The exercise
Pull out every line of the material that contains the string "straight", copying each line in full. Treat uppercase and lowercase letters as different.

Outline labeling records
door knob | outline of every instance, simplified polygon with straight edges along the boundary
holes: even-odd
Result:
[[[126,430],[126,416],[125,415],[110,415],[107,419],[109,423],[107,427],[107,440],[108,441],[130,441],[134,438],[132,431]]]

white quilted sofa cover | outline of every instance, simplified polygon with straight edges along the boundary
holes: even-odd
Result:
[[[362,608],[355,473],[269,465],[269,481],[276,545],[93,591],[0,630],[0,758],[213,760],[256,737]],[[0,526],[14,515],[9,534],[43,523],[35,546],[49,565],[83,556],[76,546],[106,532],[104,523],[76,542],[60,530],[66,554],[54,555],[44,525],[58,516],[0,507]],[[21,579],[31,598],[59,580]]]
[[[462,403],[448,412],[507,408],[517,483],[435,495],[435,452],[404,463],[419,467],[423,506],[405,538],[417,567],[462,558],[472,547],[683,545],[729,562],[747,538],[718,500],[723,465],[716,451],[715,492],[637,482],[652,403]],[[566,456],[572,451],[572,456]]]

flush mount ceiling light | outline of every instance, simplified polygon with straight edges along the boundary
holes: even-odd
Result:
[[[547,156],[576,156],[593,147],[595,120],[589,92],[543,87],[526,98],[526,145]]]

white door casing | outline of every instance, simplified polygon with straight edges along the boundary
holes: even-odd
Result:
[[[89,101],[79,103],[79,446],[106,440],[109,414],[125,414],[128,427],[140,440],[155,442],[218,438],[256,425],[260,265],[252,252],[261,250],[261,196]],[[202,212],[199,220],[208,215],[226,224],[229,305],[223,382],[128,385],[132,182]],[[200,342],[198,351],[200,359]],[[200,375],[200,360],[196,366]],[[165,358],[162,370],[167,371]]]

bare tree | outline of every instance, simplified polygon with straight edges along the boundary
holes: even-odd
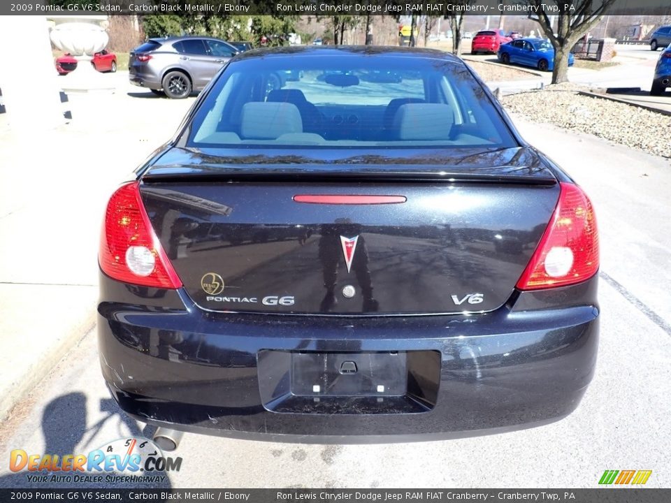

Answer for the task
door knob | outline of every instance, simplified polygon with straight edges along the boundary
white quilted sofa cover | outline of every instance, simplified polygon with straight edges along the boundary
flush mount ceiling light | outline of every instance, simplified polygon with straight edges along the boundary
white door casing | outline of every instance, simplified polygon with straight edges along the boundary
bare tree | outline of every instance, simplified polygon with straight edges along the boundary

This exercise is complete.